*** Opening of QUOTED PASSAGE ***
Out-of-plane ($c$-axis) thermal conductivity of ${\mathrm{Sr}}_2{\mathrm{RuO}}_4$. (a) At $H=0$. The black line is a linear fit to the normal-state data. The arrow marks the location of $T_c=1.2\mathrm{K}$. In this direction, ${\kappa }_e\ll {\kappa }_p$, so the purely electronic term is obtained as ${\kappa }_c(T)/T$ in the $T=0$ limit. (b) Zoom of the data at low temperatures, at $H=0$ (red dots). The black line is a fit of the data to Eq. (3) below 0.35 K, with the phonon conductivity in the $T\to 0$ limit given by ${\kappa }_p=B{T}^{\alpha }$, with $\alpha =3.0$ and $B$ given by sound velocity and sample dimensions (see text). The other two lines are the same fit but with $\alpha =2.7$, to take into account the effect of specular reflection, and with $B$ either fixed (red line) or free (blue line) (see text). (c) Same data as in (b) (red, $H=0$), compared with data in a magnetic field $H=25\mathrm{mT}$ (blue) and $H=0.35\mathrm{T}$ (burgundy), with $H\parallel a$. (d) Increase in ${\kappa }_c/T$ with field $H\parallel a$, where ${\kappa }_c/T$ is either measured at $T=60\mathrm{mK}$ (open circles) or extrapolated to $T=0$, either linearly as in panel (c) (crosses) or through a fit as in panel (b) (full red dots). The red line is a guide to the eye.
*** Close of QUOTED PASSAGE ***
• PROBLEM TO WORK ON
Answer these questions from the caption on thermal conductivity:
1. What value of Tc does the arrow in panel (a) mark?
2. What exponent α does the black-line fit in panel (b) use for the phonon conductivity?
3. At what temperature was κc/T measured for the open circles in panel (d)?
*** Opening of DATASET RECORDS ***
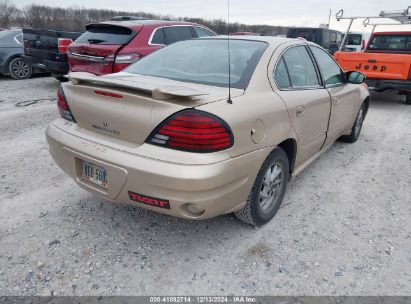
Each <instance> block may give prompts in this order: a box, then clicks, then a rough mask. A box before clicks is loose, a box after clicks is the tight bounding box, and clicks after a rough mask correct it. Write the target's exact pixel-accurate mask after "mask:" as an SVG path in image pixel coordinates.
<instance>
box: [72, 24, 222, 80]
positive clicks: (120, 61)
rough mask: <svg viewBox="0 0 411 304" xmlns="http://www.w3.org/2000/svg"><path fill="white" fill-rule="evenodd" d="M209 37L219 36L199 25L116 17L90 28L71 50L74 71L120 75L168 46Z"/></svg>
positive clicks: (75, 44)
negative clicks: (125, 69)
mask: <svg viewBox="0 0 411 304" xmlns="http://www.w3.org/2000/svg"><path fill="white" fill-rule="evenodd" d="M205 36H216V33H215V32H213V31H212V30H210V29H208V28H206V27H204V26H202V25H199V24H195V23H188V22H178V21H163V20H145V19H137V20H134V19H133V18H130V17H126V18H120V17H115V18H113V19H112V21H108V22H102V23H96V24H89V25H86V32H84V34H82V35H81V36H80V37H79V38H77V39H76V41H74V42H73V43H72V44H71V45H70V47H69V49H68V53H67V54H68V59H69V64H70V71H73V72H89V73H92V74H95V75H104V74H110V73H116V72H119V71H121V70H123V69H124V68H125V67H127V66H128V65H130V64H131V63H133V62H135V61H137V60H139V59H140V58H142V57H144V56H146V55H148V54H151V53H153V52H155V51H157V50H158V49H161V48H163V47H164V46H166V45H169V44H171V43H174V42H177V41H182V40H188V39H192V38H199V37H205Z"/></svg>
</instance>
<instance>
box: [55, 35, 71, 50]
mask: <svg viewBox="0 0 411 304" xmlns="http://www.w3.org/2000/svg"><path fill="white" fill-rule="evenodd" d="M72 42H73V40H72V39H69V38H59V39H57V45H58V49H59V53H60V54H66V53H67V49H68V47H69V45H70V44H71V43H72Z"/></svg>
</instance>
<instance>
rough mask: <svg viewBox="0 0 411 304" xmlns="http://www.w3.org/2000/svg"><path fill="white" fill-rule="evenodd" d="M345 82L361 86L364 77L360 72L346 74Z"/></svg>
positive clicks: (364, 76) (351, 72)
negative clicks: (345, 80)
mask: <svg viewBox="0 0 411 304" xmlns="http://www.w3.org/2000/svg"><path fill="white" fill-rule="evenodd" d="M346 75H347V82H348V83H352V84H361V83H364V82H365V78H366V77H365V75H364V74H363V73H360V72H356V71H352V72H347V74H346Z"/></svg>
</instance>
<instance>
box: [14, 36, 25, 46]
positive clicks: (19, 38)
mask: <svg viewBox="0 0 411 304" xmlns="http://www.w3.org/2000/svg"><path fill="white" fill-rule="evenodd" d="M14 39H15V40H16V42H17V43H18V44H23V34H20V35H17V36H16V37H14Z"/></svg>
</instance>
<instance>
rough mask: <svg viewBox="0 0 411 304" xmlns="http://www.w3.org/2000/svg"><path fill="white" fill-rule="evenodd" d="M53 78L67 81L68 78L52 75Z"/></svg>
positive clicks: (60, 80) (58, 79)
mask: <svg viewBox="0 0 411 304" xmlns="http://www.w3.org/2000/svg"><path fill="white" fill-rule="evenodd" d="M54 79H56V80H58V81H60V82H67V81H69V79H68V78H66V77H64V76H56V77H54Z"/></svg>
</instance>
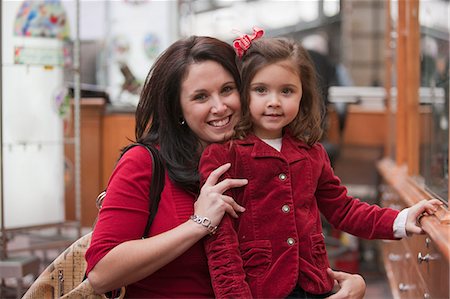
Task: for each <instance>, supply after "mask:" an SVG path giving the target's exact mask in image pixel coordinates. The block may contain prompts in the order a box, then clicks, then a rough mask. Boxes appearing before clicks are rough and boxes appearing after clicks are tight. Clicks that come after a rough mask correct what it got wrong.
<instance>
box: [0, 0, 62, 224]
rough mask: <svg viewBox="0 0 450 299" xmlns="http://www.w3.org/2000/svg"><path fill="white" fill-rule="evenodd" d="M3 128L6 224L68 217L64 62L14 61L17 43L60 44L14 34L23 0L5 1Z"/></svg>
mask: <svg viewBox="0 0 450 299" xmlns="http://www.w3.org/2000/svg"><path fill="white" fill-rule="evenodd" d="M2 4H3V9H2V24H1V30H2V38H3V39H2V41H1V45H2V78H3V83H2V88H3V90H2V99H3V111H2V112H3V113H2V118H3V122H2V128H3V176H4V186H3V190H4V194H3V200H4V216H5V226H6V227H7V228H10V227H21V226H27V225H37V224H44V223H52V222H58V221H63V220H64V153H63V142H62V137H63V124H62V120H61V118H60V117H59V116H58V115H57V112H56V108H55V106H54V104H53V103H54V102H53V98H54V93H55V91H56V90H57V89H58V88H60V87H61V86H62V85H63V70H62V68H61V67H54V68H52V69H44V67H43V66H26V65H15V64H14V46H25V47H27V46H28V47H30V46H31V47H43V48H53V49H61V47H62V44H61V42H60V41H58V40H55V39H43V38H22V37H15V36H13V26H14V19H15V16H16V14H17V11H18V8H19V6H20V5H21V1H3V3H2Z"/></svg>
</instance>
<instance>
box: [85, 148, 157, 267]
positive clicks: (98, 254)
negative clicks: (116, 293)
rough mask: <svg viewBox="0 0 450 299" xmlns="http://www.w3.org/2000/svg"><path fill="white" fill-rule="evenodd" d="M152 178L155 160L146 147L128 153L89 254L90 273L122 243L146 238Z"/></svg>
mask: <svg viewBox="0 0 450 299" xmlns="http://www.w3.org/2000/svg"><path fill="white" fill-rule="evenodd" d="M151 175H152V162H151V157H150V155H149V153H148V151H147V150H146V149H145V148H144V147H141V146H136V147H134V148H132V149H130V150H128V151H127V152H126V153H125V154H124V156H123V157H122V158H121V159H120V161H119V162H118V164H117V166H116V168H115V169H114V171H113V173H112V175H111V178H110V180H109V183H108V187H107V192H106V197H105V199H104V201H103V207H102V208H101V210H100V213H99V217H98V221H97V223H96V225H95V228H94V232H93V234H92V240H91V244H90V246H89V249H88V250H87V252H86V255H85V258H86V261H87V263H88V266H87V269H86V274H88V273H89V272H90V271H91V270H92V268H93V267H94V266H95V265H96V264H97V263H98V261H99V260H101V259H102V258H103V257H104V256H105V255H106V254H107V253H108V252H109V251H110V250H111V249H112V248H114V247H115V246H117V245H118V244H120V243H123V242H125V241H129V240H136V239H140V238H141V237H142V235H143V233H144V229H145V225H146V224H147V220H148V217H149V211H148V207H149V191H150V190H149V188H150V181H151ZM93 200H94V199H93Z"/></svg>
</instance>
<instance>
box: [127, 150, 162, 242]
mask: <svg viewBox="0 0 450 299" xmlns="http://www.w3.org/2000/svg"><path fill="white" fill-rule="evenodd" d="M138 145H139V146H143V147H145V148H146V149H147V150H148V152H149V153H150V157H151V158H152V181H151V183H150V199H149V207H148V210H149V212H150V215H149V217H148V219H147V225H146V226H145V230H144V234H143V235H142V238H143V239H145V238H147V237H148V232H149V230H150V226H151V225H152V222H153V219H155V216H156V212H157V210H158V205H159V201H160V200H161V192H162V190H163V189H164V180H165V169H164V165H163V162H162V159H161V155H160V154H159V151H158V149H156V148H155V146H153V145H150V144H143V143H132V144H130V145H128V146H126V147H125V148H124V149H123V150H122V154H121V155H120V158H121V157H122V156H123V154H125V152H127V151H128V150H129V149H131V148H133V147H135V146H138ZM120 158H119V159H120Z"/></svg>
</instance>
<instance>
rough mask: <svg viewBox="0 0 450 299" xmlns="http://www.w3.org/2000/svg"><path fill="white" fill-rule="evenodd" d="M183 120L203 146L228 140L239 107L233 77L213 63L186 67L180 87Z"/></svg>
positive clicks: (237, 118)
mask: <svg viewBox="0 0 450 299" xmlns="http://www.w3.org/2000/svg"><path fill="white" fill-rule="evenodd" d="M180 102H181V109H182V111H183V118H184V120H185V121H186V124H187V125H188V126H189V128H190V129H191V130H192V131H193V132H194V133H195V134H196V135H197V136H198V138H199V139H200V141H201V143H202V144H203V145H205V146H206V145H208V144H210V143H213V142H223V141H225V140H228V139H230V138H231V136H232V135H233V133H234V130H233V129H234V126H235V125H236V124H237V122H238V121H239V117H240V113H241V103H240V100H239V92H238V90H237V86H236V83H235V81H234V79H233V76H232V75H231V74H230V73H229V72H227V71H226V70H225V69H224V68H223V67H222V66H221V65H220V64H219V63H217V62H215V61H203V62H199V63H194V64H192V65H191V66H189V68H188V71H187V75H186V78H185V80H184V81H183V82H182V84H181V95H180Z"/></svg>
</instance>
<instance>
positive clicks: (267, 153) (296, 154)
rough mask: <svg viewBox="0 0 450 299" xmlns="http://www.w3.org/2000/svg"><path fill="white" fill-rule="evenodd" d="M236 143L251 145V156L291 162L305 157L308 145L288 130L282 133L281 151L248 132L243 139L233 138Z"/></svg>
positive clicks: (294, 161)
mask: <svg viewBox="0 0 450 299" xmlns="http://www.w3.org/2000/svg"><path fill="white" fill-rule="evenodd" d="M235 142H236V144H239V145H244V146H253V150H252V153H251V156H252V157H253V158H263V157H275V158H279V159H283V160H286V161H287V162H288V163H293V162H296V161H299V160H303V159H305V158H306V153H307V150H308V149H309V148H310V146H309V145H307V144H306V143H304V142H303V141H300V140H298V139H297V138H295V137H293V136H292V135H291V134H290V133H289V132H286V133H284V135H283V141H282V146H281V152H278V151H277V150H276V149H274V148H272V147H271V146H270V145H268V144H267V143H265V142H264V141H262V140H261V139H260V138H259V137H257V136H255V135H254V134H249V135H248V136H247V137H246V138H245V139H243V140H235Z"/></svg>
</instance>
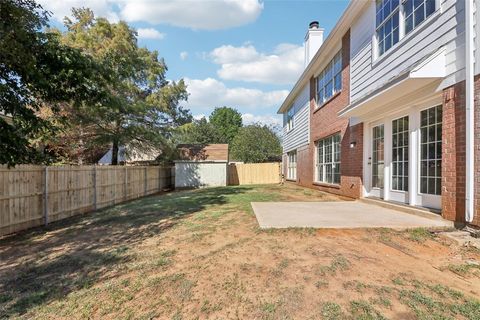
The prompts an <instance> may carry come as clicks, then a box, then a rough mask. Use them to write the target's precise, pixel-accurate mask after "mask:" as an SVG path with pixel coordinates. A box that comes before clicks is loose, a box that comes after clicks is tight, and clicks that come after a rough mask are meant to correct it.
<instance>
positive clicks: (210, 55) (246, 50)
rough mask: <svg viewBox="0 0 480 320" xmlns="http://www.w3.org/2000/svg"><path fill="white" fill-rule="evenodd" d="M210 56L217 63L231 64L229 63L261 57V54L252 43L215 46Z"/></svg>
mask: <svg viewBox="0 0 480 320" xmlns="http://www.w3.org/2000/svg"><path fill="white" fill-rule="evenodd" d="M210 57H211V58H212V59H213V61H214V62H215V63H216V64H227V63H228V64H229V63H239V62H251V61H254V60H255V59H258V58H259V57H260V54H259V53H258V52H257V49H255V47H254V46H252V45H245V46H242V47H234V46H230V45H227V46H221V47H218V48H215V49H214V50H213V51H212V52H211V53H210Z"/></svg>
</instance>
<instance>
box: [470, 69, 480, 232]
mask: <svg viewBox="0 0 480 320" xmlns="http://www.w3.org/2000/svg"><path fill="white" fill-rule="evenodd" d="M474 172H475V215H474V219H473V223H472V224H474V225H477V226H480V75H478V76H476V77H475V171H474Z"/></svg>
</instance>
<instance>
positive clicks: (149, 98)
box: [62, 8, 191, 164]
mask: <svg viewBox="0 0 480 320" xmlns="http://www.w3.org/2000/svg"><path fill="white" fill-rule="evenodd" d="M72 16H73V19H71V20H70V19H68V18H66V19H65V27H66V29H67V31H66V32H64V33H63V34H62V41H63V43H65V44H67V45H69V46H71V47H73V48H77V49H79V50H81V51H82V52H84V53H85V54H88V55H90V56H92V57H93V58H94V60H95V62H96V63H98V64H99V65H101V66H103V68H104V69H105V70H107V71H108V73H109V77H110V78H111V79H112V81H111V82H110V83H109V86H108V93H109V100H108V102H107V103H104V104H101V105H95V106H92V105H89V104H83V105H82V106H81V108H75V109H74V110H73V112H71V113H70V114H69V116H70V118H71V119H72V122H73V124H74V126H73V128H74V130H75V128H89V130H88V132H83V137H84V138H82V139H81V140H82V141H85V143H86V144H89V145H92V144H93V145H98V146H104V145H105V144H109V145H111V146H112V155H113V156H112V164H117V162H118V158H117V156H118V150H119V147H120V146H121V145H128V146H129V147H130V148H132V149H134V150H137V151H145V152H151V151H154V150H158V151H160V150H161V149H162V147H163V146H165V144H166V139H168V138H169V136H170V135H171V131H172V129H173V128H175V127H176V126H178V125H181V124H184V123H187V122H190V121H191V115H190V113H189V112H188V111H187V110H185V109H183V108H182V107H180V106H179V103H180V102H181V101H184V100H186V99H187V97H188V94H187V91H186V85H185V84H184V82H183V80H180V81H179V82H173V81H167V80H166V77H165V73H166V71H167V66H166V65H165V62H164V60H163V59H162V58H159V55H158V52H157V51H149V50H148V49H146V48H141V47H139V46H138V44H137V33H136V31H135V30H134V29H132V28H131V27H129V26H128V24H126V23H125V22H123V21H120V22H118V23H110V22H109V21H108V20H107V19H104V18H95V17H94V14H93V12H92V11H91V10H90V9H84V8H81V9H73V10H72ZM75 131H76V132H79V131H78V130H75ZM79 134H82V132H79ZM127 151H128V149H127Z"/></svg>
*** Close of DATASET RECORDS ***
• EXERCISE OUTPUT
1. 1.2 K
2. 3.0
3. 60 mK